Goal 1:
Report every line of the records below that contains the word "wave".

Extracted text:
Start your writing with conflict if you want to guarantee sales, grab an agent or publisher, get paid a big advance. Your protagonist wants something and your antagonist wants to block it. If you want to be the publisher’s star-of-the-month, just hand out a strong dose of conflict right up front. Bold like. Then, they’re wrapped up in your story and it’s too late for them to escape. Trust me, readers, agents and publishers are going to consider writing with a strong dose of conflict as good fortune for their company. Readers will not want to put it down. The big boys just might pat you on the head and pay you a six-figure advance.

As conflict is so essential to good writing, whether it’s fiction, or nonfiction, children’s books or memoir, it will aid your attention-getting cause. I suggest you start practicing the art of writing conflict right now for your openings. Read the examples and write your own:

· James walked in ready to crash and that’s when he saw the monster. (Antagonist wants to take protagonist's calm time away)

Available data:
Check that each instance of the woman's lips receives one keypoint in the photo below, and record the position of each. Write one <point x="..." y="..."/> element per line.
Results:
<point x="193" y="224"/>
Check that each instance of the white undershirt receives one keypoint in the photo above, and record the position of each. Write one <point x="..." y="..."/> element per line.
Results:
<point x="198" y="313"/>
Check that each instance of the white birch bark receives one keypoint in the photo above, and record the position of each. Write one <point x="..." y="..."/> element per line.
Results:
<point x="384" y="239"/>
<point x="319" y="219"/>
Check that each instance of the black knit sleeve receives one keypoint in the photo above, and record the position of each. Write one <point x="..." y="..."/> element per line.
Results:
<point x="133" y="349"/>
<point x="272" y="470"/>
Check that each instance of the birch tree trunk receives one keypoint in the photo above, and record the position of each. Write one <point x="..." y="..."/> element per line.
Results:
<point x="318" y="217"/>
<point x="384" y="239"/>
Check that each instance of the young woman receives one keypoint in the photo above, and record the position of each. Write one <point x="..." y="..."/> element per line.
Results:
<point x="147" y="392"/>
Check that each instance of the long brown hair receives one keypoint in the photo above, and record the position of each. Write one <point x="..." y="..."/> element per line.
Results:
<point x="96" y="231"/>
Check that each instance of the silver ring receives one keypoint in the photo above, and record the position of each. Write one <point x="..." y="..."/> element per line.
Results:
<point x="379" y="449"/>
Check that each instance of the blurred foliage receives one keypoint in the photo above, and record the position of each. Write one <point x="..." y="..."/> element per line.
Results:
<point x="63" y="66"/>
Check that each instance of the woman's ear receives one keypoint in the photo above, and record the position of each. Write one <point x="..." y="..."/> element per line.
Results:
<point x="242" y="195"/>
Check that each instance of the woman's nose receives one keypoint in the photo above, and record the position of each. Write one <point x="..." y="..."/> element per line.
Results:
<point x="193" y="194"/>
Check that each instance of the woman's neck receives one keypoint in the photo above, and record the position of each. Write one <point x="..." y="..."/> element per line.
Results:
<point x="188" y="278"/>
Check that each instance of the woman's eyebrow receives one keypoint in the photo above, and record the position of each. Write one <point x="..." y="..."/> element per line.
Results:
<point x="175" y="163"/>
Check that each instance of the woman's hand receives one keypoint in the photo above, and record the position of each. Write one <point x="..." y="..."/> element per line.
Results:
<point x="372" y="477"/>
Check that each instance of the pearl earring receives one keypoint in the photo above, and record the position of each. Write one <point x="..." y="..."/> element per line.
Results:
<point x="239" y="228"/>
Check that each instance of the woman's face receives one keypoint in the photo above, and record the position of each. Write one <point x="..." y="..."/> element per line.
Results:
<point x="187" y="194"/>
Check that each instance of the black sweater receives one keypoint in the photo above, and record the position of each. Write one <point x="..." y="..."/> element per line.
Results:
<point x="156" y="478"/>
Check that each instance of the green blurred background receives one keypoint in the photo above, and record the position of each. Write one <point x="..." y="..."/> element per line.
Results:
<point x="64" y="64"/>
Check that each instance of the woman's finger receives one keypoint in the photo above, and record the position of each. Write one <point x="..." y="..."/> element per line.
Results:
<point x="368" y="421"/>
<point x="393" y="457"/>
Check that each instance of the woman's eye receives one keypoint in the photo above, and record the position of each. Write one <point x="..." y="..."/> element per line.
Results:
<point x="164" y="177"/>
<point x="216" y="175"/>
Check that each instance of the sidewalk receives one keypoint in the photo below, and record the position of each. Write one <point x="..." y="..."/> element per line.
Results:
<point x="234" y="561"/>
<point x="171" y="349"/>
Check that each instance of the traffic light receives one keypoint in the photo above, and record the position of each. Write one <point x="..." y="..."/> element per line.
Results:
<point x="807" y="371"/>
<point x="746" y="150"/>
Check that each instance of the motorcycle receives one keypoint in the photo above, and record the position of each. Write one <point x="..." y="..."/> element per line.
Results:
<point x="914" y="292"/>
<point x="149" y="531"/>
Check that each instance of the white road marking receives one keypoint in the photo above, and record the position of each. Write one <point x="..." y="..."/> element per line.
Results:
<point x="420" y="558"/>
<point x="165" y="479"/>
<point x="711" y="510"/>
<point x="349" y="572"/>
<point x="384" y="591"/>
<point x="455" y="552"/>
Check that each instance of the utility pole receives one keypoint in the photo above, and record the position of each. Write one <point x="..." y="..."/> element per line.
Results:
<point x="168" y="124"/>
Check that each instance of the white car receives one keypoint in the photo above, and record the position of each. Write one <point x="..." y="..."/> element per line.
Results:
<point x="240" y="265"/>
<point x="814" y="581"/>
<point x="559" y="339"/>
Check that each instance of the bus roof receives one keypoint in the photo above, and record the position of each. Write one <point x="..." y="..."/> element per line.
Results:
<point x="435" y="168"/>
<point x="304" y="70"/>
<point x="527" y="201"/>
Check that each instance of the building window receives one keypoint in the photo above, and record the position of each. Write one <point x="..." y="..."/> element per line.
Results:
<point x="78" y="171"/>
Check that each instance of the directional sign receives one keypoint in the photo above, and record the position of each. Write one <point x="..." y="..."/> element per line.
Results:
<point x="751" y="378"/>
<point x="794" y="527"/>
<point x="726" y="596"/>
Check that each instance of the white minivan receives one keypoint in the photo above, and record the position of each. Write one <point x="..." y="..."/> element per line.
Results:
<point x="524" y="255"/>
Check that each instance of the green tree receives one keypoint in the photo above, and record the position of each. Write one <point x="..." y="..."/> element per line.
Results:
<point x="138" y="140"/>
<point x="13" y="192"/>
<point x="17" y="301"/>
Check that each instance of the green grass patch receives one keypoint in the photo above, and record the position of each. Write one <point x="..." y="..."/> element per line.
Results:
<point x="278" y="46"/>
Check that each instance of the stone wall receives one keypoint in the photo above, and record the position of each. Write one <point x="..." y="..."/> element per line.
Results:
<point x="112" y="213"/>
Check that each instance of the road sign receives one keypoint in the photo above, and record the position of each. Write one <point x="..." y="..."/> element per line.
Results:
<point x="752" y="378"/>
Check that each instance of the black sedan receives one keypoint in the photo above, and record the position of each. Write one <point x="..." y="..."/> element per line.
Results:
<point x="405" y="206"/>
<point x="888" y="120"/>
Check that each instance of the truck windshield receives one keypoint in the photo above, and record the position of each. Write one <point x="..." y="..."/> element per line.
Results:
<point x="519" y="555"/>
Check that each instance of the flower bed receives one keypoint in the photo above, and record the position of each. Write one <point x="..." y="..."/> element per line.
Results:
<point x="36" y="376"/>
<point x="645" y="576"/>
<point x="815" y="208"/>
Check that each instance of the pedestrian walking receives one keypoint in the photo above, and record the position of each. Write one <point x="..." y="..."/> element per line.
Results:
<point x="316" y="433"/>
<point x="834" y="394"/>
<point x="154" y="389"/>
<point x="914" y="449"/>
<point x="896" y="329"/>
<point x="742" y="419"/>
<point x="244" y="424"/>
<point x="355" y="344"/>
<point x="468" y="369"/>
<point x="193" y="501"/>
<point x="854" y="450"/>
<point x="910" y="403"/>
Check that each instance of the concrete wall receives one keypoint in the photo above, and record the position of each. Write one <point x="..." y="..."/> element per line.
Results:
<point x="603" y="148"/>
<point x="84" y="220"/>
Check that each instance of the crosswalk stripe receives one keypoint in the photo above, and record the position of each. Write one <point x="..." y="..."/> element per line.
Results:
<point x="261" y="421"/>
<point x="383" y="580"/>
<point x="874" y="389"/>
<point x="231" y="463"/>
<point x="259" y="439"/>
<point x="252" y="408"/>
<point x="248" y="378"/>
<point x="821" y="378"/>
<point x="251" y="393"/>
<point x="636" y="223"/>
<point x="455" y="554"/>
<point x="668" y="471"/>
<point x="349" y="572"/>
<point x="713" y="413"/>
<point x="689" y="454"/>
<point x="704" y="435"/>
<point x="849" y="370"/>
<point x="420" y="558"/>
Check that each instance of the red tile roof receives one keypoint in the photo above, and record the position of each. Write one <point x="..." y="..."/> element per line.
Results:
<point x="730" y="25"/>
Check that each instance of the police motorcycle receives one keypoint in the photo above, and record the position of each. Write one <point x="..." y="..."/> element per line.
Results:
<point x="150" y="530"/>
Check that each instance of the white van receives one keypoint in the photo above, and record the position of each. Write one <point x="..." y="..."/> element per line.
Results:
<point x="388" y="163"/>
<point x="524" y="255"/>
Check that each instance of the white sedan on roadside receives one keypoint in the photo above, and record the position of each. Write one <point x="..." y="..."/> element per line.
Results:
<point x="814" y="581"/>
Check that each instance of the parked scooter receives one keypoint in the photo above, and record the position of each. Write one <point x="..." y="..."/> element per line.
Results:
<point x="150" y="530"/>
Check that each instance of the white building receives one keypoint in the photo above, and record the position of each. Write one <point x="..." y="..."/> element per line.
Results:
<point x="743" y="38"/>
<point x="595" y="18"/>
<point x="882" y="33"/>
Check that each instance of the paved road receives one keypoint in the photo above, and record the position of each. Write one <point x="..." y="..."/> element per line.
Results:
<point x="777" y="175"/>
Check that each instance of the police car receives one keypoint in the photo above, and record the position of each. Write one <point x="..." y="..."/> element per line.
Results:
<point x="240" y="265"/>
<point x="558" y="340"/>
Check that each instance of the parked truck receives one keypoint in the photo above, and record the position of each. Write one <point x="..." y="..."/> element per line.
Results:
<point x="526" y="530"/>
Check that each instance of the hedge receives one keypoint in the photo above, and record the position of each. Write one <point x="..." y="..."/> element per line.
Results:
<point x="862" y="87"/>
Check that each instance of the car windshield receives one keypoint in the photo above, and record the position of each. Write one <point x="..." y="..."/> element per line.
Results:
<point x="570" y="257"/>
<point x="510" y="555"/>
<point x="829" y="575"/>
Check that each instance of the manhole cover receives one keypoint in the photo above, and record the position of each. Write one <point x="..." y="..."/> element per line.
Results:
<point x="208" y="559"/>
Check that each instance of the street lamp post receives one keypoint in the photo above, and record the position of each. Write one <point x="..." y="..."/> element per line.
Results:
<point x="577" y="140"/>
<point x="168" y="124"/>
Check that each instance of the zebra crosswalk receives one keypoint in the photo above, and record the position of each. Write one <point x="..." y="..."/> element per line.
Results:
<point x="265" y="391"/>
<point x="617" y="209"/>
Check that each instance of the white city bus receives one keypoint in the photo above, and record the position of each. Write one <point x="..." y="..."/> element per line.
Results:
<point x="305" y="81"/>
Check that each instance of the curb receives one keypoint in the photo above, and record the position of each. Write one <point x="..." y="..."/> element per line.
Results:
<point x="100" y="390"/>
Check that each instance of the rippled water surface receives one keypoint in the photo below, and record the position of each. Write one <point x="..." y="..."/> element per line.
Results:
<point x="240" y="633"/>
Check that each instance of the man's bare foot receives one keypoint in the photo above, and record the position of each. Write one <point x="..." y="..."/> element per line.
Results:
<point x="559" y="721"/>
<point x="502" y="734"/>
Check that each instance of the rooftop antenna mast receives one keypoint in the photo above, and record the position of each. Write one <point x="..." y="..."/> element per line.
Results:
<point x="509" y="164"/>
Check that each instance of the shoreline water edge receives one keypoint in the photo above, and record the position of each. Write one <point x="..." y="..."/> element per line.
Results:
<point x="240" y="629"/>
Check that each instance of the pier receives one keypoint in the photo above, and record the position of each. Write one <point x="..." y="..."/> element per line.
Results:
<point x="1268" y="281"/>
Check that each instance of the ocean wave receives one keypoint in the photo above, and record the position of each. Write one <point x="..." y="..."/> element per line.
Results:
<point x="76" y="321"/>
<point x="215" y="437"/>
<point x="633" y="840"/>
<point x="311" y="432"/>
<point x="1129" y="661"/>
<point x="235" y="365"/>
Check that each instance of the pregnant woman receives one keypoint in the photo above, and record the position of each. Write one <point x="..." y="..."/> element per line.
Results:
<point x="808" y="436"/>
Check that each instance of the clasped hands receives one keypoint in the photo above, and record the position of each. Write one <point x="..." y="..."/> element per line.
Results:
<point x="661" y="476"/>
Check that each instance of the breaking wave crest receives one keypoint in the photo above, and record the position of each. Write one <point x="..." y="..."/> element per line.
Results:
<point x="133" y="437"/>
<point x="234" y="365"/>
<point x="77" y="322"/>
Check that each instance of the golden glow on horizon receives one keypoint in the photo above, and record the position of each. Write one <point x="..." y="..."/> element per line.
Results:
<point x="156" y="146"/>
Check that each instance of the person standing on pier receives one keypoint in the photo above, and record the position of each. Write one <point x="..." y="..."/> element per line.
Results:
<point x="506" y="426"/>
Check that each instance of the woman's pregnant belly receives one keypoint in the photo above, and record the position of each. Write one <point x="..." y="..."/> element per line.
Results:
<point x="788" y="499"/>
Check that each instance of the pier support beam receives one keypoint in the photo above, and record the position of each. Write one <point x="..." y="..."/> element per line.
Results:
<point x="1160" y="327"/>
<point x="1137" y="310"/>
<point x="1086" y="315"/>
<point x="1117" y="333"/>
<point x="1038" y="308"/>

Goal 2:
Reproduce the passage on opening with conflict word for word, everything from "Start your writing" down to "a six-figure advance.".

Exercise response 1:
Check that each instance of the ocean wave receives one keypoint in the photo above, and record the position of each. Write one <point x="..." y="..."/> element per line.
Check that each instance of the breaking wave crest receives one keypoint in the photo above, and record the position of each. Write one <point x="..." y="..."/> element per line.

Exercise response 2:
Start your writing with conflict if you want to guarantee sales, grab an agent or publisher, get paid a big advance. Your protagonist wants something and your antagonist wants to block it. If you want to be the publisher’s star-of-the-month, just hand out a strong dose of conflict right up front. Bold like. Then, they’re wrapped up in your story and it’s too late for them to escape. Trust me, readers, agents and publishers are going to consider writing with a strong dose of conflict as good fortune for their company. Readers will not want to put it down. The big boys just might pat you on the head and pay you a six-figure advance.